═════ Testo da leggere ═════

KANTOR, Tadeusz
Pittore e regista teatrale polacco, nato a Wielopole (Cracovia) il 6 aprile 1915, morto a Cracovia il 6 dicembre 1990. Iscrittosi nel 1939 all'Accademia di Belle Arti di Cracovia (dove insegnerà trent'anni dopo) per studiare pittura e scenografia con K. Frycz, allievo di E.G. Craig, frequentò i laboratori sperimentali di J. Grotowski, ma lo affascinò soprattutto l'incontro con K.S. Stanislavskij. Uomo di contrasti, fu via via attratto dal razionalismo dei costruttivisti, dal surrealismo, poi dal fantastico dell'Ottocento (in particolare Hoffman), da Maeterlinck, da Kafka; venne infine l'incontro fondamentale con tre grandi scrittori polacchi del Novecento: Gombrowicz, Witkiewicz e B. Schulz. Iniziata la carriera come scenografo, nel 1945 lavorò al Teatro Stary di Cracovia, dove portò avanti contemporaneamente l'attività di regista e di pittore. Nel 1955 presentò il gruppo Cricot 2, da lui fondato e diretto per interpretare la propria denuncia, espressa più volte nei numerosi manifesti pubblicati in un ventennio e dedicati, per es., all'Arte informale (1960), agli Imballaggi (1962), al Teatro zero (1963), al Teatro degli avvenimenti (1968), al Teatro della morte (1975), all'Antiesposizione popolare (1979).
K. ha ricevuto premi e riconoscimenti sia come pittore che come regista: il premio di pittura alla Biennale di San Paolo (1967), il premio Marzotto per la pittura (1968), il Gran premio Teatro delle nazioni di Caracas (1978), la croce dell'Ordine Polonia Restituta (1982) e la Legion d'Onore francese (1986).
Nei suoi esperimenti scenici e drammaturgici, K. − che ha rappresentato anche testi di Corneille, de Musset, Shaw, García Lorca, Anouilh − mostrò una decisa predilezione per Witkiewicz, i cui personaggi vivono in una dimensione onirica che li porta a condizionarsi l'un l'altro attraverso imprevedibili situazioni, per tornare alla fine alla piatta quotidianità della vita. Tipico esempio è La gallinella acquatica, presentata nel 1969 − nell'ambito di un collage surrealista − anche alla Galleria d'Arte moderna di Roma. Nel 1977-78 K. portò in Italia La classe morta (1975; primo premio al festival di Edimburgo, 1976), tratta da uno spunto dello stesso autore. Nel 1979 K. si accordò con il Teatro regionale toscano per un laboratorio teatrale del Cricot 2 a Firenze, che mise in scena nel 1980 una sua nuova pièce: Wielopole, Wielopole. La morte colse K. mentre preparava, sempre con gli attori del Cricot 2, una sorta di spettacolotestamento antologico: Oggi è il mio compleanno, che rimane documento di una vita fra realtà e sogno.

═════ Dati mostrati ═════

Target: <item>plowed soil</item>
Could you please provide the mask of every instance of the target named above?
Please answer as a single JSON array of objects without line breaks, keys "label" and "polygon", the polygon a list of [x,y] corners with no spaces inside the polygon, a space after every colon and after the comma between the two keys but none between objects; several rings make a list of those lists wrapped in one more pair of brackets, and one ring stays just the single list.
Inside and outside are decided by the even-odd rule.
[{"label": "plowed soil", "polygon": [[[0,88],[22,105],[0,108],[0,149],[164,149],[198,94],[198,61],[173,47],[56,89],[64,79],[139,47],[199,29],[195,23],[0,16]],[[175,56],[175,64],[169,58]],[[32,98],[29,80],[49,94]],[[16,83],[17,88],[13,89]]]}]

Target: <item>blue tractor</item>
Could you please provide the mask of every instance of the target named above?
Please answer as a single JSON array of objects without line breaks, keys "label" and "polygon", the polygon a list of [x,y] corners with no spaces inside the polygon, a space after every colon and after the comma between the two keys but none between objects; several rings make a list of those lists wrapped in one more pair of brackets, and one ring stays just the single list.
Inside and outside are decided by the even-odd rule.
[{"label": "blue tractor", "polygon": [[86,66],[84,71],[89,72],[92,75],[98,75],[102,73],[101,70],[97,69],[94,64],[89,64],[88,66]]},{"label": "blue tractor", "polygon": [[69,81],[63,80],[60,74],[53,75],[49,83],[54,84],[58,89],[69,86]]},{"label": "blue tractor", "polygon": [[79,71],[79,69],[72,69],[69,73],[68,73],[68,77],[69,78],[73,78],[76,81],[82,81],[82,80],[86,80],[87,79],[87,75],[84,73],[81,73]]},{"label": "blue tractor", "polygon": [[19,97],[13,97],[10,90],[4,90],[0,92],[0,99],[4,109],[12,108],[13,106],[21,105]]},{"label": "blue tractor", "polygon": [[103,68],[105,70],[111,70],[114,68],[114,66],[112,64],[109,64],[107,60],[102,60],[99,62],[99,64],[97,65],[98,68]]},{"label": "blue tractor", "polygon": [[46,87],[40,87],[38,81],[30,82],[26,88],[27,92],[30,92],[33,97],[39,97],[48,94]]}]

═════

__Esercizi__
**A)** Rispondi a queste domande sul testo su Tadeusz Kantor:
(i) In che anno Kantor presentò il gruppo Cricot 2?
(ii) Quale riconoscimento ricevette nel 1978?
(iii) In quale città il laboratorio del Cricot 2 mise in scena Wielopole, Wielopole?
**B)** Modifica il tratto del testo su Tadeusz Kantor che va da "K. ha ricevuto" fino a "d'Onore francese (1986).", riscrivendolo con "scenografo" al posto di "regista".
**C)** Prosegui il testo su Tadeusz Kantor dopo la sua ultima frase.

__Soluzioni__
**A)**
(i) Nel 1955.
(ii) Il Gran premio Teatro delle nazioni di Caracas.
(iii) A Firenze.

**B)**
K. ha ricevuto premi e riconoscimenti sia come pittore che come scenografo: il premio di pittura alla Biennale di San Paolo (1967), il premio Marzotto per la pittura (1968), il Gran premio Teatro delle nazioni di Caracas (1978), la croce dell'Ordine Polonia Restituta (1982) e la Legion d'Onore francese (1986).

**C)**
K. ha esposto i suoi quadri e le sue installazioni in numerose mostre sia personali sia collettive (fra le altre: Documenta 2, Kassel 1959; Happening und Fluxus, Colonia 1970; Le opere di Kantor e dei pittori di Cricot 2, Roma, Palazzo delle Esposizioni-Milano, Palazzo Reale, 1979; Plus loin, rien, Galérie de France, Parigi 1989). La sua arte è stata definita informale, la sua pittura metaforica − al di là del surrealismo −, in quanto caratterizzata da un'attenzione particolare al movimento, al cromatismo, alle forme che aiutano la definizione dei caratteri. Le sue scene cinetiche, in continua trasformazione in quanto partecipi dell'azione, sono il risultato di un tipo di ricerca tecnica sull'organizzazione dello spazio per combattere ogni forma di routine teatrale, ogni cliché di recitazione; sono realizzate di preferenza in stazioni, ospizi, scuole, caffè, e hanno per protagonisti gli oggetti quotidiani, la cui simbologia intende significare lo stato transitorio ed effimero della vita stessa. Per questo K. predilige l'uso della materia bruta (argilla, fango) e dell'oggetto povero che, semplicemente, ''è'', senza che l'artista intervenga a imporgli la sua volontà di espressione e d'interpretazione.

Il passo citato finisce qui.